▸ Given instruction 1
Shorten the paragraph of the regression text below that begins "Every business analyst should have" into a brief bulleted list that keeps its main facts.

▸ Text block
Chapter 14: Winter's Method
Chapter 15: Using Neural Networks to Forecast Sales
Chapter 9. Simple Linear Regression and Correlation
Often the marketing analyst needs to determine how variables are related, and much of the rest of this book is devoted to determining the nature of relationships between variables of interest. Some commonly important marketing questions that require analyzing the relationships between two variables of interest include:
· How does price affect demand?
· How does advertising affect sales?
· How does shelf space devoted to a product affect product sales?
This chapter introduces the simplest tools you can use to model relationships between variables. It first covers finding the line that best fits the hypothesized causal relationship between two variables. You then learn to use correlations to analyze the nature of non-causal relationships between two or more variables.
Simple Linear Regression
Every business analyst should have the ability to estimate the relationship between important business variables. In Microsoft Office Excel, the Trendline feature can help you determine the relationship between two variables. The variable you want to predict is the dependent variable. The variable used for prediction is the independent variable. Table 9.1 shows some examples of business relationships you might want to estimate.
Table 9.1 Examples of Relationships
Independent Variable |
Dependent Variable |
Units produced by a plant in 1 month |
Monthly cost of operating a plant |
Dollars spent on advertising in 1 month |
Monthly sales |
Number of employees |
Annual travel expenses |
Daily sales of cereal |
Daily sales of bananas |
Shelf space devoted to chocolate |
Sales of chocolate |
Price of bananas sold |
Pounds of bananas sold |
The first step to determine how two variables are related is to graph the data points so that the independent variable is on the x-axis and the dependent variable is on the y-axis. You can do this by using the Scatter Chart option in Microsoft Excel and performing the following steps:
1. With the Scatter Chart option selected, click a data point (displayed in blue) and click Trendline in the Analysis group on the Chart Tools Layout tab.

[Saved entries]
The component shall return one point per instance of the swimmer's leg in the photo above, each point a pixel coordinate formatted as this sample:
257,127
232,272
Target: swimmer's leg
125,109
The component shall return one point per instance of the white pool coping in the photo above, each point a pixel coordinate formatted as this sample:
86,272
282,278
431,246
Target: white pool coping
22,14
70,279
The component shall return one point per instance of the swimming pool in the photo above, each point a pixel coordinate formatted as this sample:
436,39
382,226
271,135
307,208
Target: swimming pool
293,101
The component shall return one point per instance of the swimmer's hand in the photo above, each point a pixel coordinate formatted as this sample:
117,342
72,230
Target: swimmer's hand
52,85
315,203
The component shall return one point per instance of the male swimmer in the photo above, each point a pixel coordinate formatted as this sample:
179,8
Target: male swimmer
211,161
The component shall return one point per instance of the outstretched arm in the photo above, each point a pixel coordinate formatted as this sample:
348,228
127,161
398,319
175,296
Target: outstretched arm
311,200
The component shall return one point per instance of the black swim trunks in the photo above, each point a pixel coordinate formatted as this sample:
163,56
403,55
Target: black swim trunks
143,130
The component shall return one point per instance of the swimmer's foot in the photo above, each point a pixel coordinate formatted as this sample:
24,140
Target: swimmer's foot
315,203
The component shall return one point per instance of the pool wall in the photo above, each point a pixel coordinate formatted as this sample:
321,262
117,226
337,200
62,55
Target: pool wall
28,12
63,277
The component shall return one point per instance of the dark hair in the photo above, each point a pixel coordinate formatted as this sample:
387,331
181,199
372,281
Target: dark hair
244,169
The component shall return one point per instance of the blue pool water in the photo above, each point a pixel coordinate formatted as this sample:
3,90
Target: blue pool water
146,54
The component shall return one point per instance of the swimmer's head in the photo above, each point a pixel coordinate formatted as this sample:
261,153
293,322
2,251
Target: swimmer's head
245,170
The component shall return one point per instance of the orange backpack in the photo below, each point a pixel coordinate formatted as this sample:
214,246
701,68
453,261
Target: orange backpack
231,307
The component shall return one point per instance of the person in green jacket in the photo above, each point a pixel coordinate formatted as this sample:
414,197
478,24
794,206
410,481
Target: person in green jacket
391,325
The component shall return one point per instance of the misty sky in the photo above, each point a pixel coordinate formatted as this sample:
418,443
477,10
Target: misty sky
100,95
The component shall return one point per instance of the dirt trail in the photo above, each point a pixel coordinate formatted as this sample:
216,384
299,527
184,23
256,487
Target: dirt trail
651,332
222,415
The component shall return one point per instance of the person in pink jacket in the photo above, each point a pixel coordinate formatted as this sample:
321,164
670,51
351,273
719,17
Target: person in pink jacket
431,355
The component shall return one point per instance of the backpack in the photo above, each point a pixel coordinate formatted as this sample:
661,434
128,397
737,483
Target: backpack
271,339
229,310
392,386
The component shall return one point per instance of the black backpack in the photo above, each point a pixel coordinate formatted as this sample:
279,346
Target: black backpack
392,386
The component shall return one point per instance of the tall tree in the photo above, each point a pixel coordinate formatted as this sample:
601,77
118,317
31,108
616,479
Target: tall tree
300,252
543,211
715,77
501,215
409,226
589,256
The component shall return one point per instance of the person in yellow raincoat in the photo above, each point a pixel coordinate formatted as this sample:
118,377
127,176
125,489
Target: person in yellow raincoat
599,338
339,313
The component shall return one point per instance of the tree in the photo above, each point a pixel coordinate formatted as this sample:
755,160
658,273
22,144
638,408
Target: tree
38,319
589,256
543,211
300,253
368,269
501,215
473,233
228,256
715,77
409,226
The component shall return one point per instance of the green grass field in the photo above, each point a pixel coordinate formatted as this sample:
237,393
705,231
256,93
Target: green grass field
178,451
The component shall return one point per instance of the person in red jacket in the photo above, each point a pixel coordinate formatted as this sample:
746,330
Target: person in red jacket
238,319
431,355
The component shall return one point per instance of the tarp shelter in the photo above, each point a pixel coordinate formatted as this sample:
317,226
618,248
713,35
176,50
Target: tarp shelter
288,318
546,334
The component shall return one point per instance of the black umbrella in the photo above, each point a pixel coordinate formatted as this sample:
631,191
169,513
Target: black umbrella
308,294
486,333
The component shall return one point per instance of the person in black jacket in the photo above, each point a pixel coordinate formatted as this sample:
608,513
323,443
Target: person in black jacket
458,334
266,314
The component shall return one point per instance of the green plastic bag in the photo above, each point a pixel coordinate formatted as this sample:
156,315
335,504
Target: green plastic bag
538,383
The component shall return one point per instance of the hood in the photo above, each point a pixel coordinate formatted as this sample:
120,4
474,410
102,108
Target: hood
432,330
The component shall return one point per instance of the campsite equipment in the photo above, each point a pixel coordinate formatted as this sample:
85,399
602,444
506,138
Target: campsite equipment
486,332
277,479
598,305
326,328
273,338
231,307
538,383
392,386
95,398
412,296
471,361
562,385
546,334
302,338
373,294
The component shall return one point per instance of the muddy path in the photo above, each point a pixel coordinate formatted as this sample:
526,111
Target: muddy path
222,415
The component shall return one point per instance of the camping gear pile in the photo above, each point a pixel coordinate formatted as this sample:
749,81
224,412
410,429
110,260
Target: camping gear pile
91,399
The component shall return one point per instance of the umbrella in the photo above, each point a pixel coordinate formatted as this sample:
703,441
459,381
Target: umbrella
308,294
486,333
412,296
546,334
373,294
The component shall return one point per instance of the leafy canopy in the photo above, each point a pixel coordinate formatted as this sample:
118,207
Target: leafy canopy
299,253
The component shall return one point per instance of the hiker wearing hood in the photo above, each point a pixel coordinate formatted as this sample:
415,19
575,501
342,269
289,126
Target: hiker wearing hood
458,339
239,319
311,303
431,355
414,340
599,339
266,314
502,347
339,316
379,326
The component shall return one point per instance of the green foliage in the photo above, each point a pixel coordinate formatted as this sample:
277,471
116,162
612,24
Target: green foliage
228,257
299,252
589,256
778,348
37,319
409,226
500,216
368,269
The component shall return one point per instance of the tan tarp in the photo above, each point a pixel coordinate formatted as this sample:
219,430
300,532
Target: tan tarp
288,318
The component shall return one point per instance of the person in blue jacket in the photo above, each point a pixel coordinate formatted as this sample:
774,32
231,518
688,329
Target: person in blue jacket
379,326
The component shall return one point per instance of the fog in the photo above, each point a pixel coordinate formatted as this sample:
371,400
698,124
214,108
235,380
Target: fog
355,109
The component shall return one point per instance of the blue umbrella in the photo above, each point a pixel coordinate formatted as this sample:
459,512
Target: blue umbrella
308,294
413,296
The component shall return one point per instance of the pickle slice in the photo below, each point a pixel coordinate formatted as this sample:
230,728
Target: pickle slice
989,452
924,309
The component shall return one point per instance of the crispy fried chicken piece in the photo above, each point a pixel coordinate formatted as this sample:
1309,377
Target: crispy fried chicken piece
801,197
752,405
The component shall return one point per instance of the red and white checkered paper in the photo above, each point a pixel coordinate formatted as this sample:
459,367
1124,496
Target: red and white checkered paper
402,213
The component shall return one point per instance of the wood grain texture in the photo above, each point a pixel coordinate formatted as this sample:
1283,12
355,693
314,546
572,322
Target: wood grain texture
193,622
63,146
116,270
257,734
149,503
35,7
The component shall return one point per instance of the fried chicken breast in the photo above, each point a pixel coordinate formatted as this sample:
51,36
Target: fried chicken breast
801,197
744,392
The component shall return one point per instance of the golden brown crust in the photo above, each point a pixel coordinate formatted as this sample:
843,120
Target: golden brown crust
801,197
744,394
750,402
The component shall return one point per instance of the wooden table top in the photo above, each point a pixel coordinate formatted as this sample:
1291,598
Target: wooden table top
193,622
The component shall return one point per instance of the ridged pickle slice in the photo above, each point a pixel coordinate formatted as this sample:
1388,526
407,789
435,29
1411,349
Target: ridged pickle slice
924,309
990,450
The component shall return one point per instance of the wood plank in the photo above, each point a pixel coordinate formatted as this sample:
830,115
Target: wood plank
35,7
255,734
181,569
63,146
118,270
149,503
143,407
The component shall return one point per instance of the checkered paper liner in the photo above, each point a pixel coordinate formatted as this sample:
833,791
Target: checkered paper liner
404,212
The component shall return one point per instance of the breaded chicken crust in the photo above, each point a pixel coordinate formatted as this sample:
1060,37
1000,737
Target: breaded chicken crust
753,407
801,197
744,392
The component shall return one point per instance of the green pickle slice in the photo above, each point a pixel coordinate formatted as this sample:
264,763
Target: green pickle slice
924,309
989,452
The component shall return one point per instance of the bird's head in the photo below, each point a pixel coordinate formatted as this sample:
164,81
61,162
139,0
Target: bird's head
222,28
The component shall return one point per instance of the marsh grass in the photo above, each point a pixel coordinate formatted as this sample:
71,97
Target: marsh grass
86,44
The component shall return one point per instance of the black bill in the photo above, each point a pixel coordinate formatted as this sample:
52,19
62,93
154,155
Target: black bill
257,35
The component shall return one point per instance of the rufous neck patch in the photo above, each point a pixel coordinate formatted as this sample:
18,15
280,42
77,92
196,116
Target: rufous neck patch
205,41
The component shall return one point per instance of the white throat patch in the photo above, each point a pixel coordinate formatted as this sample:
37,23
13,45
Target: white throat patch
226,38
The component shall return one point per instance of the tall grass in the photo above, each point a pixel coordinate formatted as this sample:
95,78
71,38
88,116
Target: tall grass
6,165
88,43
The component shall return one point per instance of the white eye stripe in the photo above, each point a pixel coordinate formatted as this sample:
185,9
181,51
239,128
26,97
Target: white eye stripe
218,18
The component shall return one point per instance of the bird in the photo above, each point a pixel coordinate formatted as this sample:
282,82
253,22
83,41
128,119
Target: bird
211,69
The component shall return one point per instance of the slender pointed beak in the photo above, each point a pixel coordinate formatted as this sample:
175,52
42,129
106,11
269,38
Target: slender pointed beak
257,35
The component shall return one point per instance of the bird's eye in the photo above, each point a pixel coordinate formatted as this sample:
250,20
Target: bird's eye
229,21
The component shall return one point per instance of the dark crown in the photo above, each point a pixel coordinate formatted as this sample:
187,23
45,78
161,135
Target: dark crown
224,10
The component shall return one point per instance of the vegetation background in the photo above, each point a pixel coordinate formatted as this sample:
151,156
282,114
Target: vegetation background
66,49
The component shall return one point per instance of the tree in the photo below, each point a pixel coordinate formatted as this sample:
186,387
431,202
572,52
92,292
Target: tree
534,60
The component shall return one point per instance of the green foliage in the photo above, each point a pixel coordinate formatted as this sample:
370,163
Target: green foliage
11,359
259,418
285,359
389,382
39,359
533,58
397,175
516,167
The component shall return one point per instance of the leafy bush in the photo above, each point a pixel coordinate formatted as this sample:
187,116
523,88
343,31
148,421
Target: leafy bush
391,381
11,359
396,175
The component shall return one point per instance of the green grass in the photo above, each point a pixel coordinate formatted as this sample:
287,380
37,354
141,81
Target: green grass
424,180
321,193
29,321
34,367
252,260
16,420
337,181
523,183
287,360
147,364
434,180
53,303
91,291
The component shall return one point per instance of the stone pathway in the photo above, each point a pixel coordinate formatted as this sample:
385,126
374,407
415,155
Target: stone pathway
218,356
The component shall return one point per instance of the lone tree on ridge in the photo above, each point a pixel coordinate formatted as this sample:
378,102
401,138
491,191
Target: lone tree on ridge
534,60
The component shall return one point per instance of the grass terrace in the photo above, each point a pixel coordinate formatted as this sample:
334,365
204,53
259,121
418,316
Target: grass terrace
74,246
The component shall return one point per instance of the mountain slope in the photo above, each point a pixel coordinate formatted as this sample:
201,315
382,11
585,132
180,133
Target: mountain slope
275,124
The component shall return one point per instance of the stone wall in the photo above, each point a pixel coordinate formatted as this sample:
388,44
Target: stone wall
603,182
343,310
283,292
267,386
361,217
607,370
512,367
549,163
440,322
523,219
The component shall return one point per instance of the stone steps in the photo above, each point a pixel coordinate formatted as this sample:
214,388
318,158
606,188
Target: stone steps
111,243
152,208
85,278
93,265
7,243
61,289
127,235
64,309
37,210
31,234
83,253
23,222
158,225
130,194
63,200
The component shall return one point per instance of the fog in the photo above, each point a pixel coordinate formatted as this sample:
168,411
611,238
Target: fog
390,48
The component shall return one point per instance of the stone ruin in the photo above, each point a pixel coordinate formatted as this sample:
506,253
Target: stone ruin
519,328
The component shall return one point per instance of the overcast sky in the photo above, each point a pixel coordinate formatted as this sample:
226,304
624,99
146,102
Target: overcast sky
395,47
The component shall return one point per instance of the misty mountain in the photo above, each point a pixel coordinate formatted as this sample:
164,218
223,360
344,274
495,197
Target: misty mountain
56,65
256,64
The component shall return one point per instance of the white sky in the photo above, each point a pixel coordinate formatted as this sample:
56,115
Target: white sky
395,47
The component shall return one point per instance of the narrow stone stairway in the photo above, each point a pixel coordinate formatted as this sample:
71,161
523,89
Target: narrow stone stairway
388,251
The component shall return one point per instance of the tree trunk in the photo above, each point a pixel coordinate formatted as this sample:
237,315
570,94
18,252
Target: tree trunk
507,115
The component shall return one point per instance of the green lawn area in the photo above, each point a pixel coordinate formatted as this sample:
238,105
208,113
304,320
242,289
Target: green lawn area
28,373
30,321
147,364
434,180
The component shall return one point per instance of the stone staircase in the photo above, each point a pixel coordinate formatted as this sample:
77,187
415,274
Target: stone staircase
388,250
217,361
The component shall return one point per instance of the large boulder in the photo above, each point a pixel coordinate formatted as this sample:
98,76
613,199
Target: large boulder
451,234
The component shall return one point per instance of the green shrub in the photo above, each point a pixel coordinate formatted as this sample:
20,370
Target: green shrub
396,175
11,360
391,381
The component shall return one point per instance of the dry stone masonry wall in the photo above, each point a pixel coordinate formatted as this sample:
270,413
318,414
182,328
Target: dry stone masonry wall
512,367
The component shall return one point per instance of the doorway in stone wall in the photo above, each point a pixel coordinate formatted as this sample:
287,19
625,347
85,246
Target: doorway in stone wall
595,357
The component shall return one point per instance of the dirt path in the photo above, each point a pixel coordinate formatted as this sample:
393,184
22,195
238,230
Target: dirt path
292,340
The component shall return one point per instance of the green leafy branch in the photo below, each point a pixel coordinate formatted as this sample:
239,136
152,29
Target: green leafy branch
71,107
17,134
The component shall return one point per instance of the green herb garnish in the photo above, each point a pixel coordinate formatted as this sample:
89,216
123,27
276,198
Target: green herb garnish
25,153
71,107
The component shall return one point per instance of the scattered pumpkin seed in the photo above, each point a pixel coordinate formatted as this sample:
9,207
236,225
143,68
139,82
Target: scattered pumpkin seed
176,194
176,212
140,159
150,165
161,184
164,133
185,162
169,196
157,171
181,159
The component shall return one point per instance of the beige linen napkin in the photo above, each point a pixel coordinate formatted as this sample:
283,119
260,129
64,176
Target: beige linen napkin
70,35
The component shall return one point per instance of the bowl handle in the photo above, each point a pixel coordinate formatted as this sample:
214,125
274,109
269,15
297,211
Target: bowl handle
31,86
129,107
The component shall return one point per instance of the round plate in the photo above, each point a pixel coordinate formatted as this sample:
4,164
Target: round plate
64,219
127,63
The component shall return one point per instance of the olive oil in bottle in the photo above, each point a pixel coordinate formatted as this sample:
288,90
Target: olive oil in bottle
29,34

▸ Given instruction 2
List every line of the records above that contains the word "plastic". Case counts, so only lines with the same capital and small letters match.

▸ Exercise response 1
- Every business analyst should be able to estimate the relationship between important business variables.
- In Microsoft Office Excel, the Trendline feature can help find the relationship between two variables.
- The dependent variable is the one you want to predict.
- The independent variable is the one used for prediction.
- Table 9.1 gives examples of business relationships you might want to estimate.

▸ Exercise response 2
The component shall return one point per instance of the green plastic bag in the photo above, each point a pixel coordinate formatted as this sample:
Target: green plastic bag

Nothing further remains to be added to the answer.